◆ AIM OF THE EXERCISE
Every line from the line containing "Check that each instance of the stadium carries" through the final line below is to be repeated exactly; no other line is.

— Begin —

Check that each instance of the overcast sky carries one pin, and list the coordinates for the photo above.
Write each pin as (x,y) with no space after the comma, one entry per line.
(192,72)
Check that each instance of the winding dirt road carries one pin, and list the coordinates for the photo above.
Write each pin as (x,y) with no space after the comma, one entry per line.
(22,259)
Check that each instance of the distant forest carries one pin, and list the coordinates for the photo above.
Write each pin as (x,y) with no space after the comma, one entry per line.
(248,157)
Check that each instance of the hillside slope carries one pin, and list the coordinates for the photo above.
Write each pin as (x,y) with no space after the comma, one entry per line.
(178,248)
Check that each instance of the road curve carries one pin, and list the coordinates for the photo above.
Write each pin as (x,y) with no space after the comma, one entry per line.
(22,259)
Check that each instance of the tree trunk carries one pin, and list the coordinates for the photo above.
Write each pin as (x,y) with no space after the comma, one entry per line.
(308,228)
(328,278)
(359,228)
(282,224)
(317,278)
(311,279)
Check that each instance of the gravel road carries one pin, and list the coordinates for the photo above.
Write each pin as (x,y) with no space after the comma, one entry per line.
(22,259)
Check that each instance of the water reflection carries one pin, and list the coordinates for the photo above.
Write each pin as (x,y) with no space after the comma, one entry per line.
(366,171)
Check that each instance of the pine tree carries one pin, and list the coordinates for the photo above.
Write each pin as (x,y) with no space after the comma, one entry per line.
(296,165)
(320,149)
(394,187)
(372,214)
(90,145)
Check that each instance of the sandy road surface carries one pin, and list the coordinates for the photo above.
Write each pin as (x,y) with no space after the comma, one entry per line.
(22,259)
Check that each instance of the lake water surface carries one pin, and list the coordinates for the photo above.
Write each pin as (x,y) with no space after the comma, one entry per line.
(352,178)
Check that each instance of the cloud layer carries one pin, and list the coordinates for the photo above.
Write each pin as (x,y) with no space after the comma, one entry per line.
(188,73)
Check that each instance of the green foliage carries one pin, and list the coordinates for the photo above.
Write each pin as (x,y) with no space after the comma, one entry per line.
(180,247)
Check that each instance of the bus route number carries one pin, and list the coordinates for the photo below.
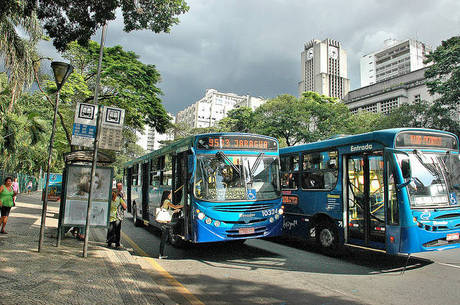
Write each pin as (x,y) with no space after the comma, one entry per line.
(268,212)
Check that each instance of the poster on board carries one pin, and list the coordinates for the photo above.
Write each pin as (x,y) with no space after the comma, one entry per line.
(77,192)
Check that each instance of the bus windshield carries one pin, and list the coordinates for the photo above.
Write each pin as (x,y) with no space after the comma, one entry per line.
(222,177)
(435,179)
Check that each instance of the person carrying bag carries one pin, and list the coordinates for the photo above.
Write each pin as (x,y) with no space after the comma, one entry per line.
(117,210)
(165,216)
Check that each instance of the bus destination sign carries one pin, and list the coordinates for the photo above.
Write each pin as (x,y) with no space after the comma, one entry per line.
(237,142)
(426,140)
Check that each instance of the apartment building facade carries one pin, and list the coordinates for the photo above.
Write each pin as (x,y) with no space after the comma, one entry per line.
(396,58)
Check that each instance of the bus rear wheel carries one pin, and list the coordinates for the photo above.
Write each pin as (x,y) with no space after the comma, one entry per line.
(136,220)
(327,238)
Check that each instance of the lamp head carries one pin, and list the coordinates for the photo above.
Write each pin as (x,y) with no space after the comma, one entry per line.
(61,72)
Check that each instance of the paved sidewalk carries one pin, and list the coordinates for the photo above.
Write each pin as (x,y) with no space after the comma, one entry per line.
(61,275)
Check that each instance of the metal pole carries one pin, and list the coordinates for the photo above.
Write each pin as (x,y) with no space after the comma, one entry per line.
(45,199)
(96,139)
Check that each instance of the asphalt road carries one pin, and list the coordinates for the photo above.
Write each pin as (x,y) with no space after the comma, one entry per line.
(289,272)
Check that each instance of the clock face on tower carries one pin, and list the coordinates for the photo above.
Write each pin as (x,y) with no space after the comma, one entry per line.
(333,52)
(309,53)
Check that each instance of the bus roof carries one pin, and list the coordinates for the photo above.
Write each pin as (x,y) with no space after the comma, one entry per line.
(384,136)
(184,144)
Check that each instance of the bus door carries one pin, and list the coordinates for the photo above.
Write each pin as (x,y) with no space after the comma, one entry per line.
(145,191)
(129,182)
(180,189)
(366,200)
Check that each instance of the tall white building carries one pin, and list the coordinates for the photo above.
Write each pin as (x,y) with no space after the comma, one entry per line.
(150,139)
(385,96)
(213,107)
(324,68)
(396,58)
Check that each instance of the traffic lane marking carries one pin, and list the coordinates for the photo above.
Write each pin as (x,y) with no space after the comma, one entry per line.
(449,265)
(165,274)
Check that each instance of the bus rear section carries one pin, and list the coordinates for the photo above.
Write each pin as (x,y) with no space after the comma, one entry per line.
(395,191)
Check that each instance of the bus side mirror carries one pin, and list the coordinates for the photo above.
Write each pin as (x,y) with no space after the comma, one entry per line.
(405,168)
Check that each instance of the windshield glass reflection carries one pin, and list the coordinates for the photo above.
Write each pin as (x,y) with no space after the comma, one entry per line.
(223,177)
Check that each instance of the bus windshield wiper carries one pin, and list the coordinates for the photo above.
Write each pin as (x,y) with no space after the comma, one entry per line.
(256,163)
(224,156)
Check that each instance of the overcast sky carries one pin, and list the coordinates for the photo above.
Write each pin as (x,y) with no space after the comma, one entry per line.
(253,46)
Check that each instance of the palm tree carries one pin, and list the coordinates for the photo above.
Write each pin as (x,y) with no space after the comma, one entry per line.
(18,52)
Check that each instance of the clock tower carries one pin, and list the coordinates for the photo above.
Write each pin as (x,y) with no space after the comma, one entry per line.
(324,68)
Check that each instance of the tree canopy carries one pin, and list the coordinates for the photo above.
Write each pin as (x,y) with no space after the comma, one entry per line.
(69,20)
(125,83)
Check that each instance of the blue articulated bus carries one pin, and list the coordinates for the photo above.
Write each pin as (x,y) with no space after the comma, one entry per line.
(394,191)
(228,184)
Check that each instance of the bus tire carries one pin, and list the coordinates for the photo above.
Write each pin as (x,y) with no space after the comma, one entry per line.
(175,240)
(137,222)
(327,237)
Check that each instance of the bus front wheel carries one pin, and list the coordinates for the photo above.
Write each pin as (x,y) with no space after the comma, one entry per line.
(327,237)
(175,240)
(136,220)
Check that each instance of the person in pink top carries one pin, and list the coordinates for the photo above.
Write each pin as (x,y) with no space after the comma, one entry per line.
(15,187)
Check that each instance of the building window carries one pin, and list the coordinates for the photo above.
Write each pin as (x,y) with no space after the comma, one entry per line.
(388,105)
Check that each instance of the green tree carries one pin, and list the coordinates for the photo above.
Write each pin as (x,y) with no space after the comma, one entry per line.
(328,117)
(22,131)
(19,51)
(70,20)
(444,79)
(311,117)
(283,117)
(238,120)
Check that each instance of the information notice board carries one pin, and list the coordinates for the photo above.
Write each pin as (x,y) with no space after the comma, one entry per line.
(77,192)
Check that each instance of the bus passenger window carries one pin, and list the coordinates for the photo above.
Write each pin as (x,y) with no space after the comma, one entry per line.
(393,207)
(289,172)
(320,170)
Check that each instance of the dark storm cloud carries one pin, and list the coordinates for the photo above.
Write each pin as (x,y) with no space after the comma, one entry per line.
(253,46)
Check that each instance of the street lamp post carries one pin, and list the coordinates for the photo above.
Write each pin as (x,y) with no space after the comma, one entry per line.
(61,72)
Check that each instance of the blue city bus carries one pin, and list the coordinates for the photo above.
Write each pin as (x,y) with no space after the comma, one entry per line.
(394,191)
(228,184)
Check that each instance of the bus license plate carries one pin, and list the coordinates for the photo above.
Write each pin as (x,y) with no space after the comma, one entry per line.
(246,230)
(453,236)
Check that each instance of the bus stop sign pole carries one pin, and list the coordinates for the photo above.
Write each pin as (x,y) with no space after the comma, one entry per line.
(96,139)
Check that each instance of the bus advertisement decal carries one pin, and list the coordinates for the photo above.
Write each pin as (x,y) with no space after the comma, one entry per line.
(290,199)
(252,194)
(453,236)
(244,231)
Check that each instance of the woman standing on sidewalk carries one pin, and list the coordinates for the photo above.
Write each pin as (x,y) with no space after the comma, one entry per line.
(6,202)
(117,208)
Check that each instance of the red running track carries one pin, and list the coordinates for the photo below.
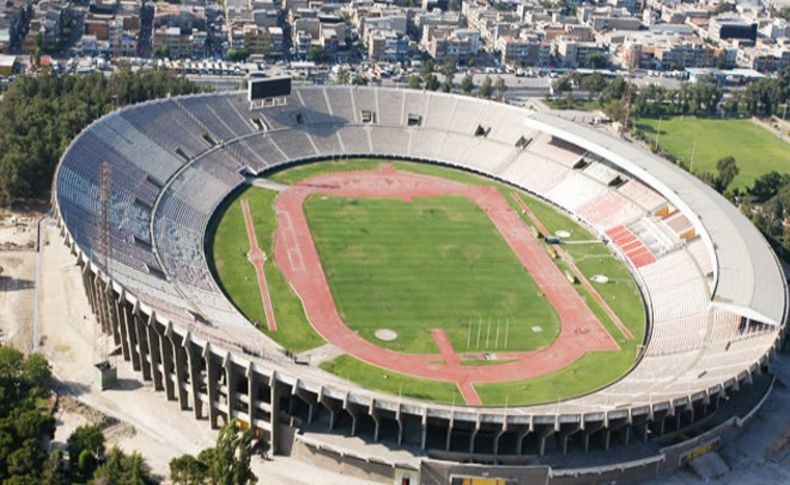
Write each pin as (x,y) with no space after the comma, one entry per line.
(257,258)
(297,256)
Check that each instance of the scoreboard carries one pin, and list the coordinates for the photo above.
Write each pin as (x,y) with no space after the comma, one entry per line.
(268,88)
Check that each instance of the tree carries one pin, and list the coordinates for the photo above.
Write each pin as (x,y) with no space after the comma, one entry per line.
(615,90)
(40,115)
(447,84)
(614,110)
(316,54)
(467,84)
(593,84)
(727,170)
(188,470)
(227,463)
(486,89)
(597,60)
(85,447)
(426,69)
(562,85)
(122,469)
(343,77)
(449,65)
(500,87)
(53,472)
(414,82)
(768,185)
(432,83)
(237,55)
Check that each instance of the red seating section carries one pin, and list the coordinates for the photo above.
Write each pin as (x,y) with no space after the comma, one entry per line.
(633,248)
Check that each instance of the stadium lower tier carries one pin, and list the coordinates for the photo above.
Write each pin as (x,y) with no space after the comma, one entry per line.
(715,294)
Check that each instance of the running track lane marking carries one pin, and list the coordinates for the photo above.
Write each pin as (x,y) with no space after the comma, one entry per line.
(583,279)
(257,258)
(580,330)
(452,359)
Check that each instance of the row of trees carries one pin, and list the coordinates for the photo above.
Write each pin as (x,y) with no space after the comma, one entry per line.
(765,97)
(27,425)
(427,79)
(40,115)
(25,417)
(227,463)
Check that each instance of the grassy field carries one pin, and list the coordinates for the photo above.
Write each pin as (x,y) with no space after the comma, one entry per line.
(412,266)
(756,151)
(387,381)
(596,369)
(429,263)
(298,173)
(236,275)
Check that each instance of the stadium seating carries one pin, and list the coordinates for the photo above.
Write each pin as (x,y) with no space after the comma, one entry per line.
(167,181)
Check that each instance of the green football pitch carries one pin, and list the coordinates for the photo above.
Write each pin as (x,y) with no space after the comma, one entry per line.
(699,143)
(427,263)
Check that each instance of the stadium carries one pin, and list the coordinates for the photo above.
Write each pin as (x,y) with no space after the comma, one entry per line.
(146,194)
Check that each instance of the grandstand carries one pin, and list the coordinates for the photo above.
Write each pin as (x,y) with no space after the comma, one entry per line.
(715,294)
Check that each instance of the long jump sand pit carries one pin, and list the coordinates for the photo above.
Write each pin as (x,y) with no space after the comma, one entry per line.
(295,252)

— End —

◆ OUTPUT OF THE EXERCISE
Check that each instance of the stadium carries one pin, and list the coordinates for the photo above.
Write each pin as (x,y) with no space after the comma, one entry per line.
(146,194)
Check that each instance of the grandstand carries one pin, and list the coordinates for the photo above.
Write each pin as (x,y) with no space after the comma, one entry per line.
(715,294)
Check that each instance of the long jump sand pit carries one pin, and list the coordinates for the photo above.
Write each pin as (x,y) with no space after the comma, one entry per line.
(295,252)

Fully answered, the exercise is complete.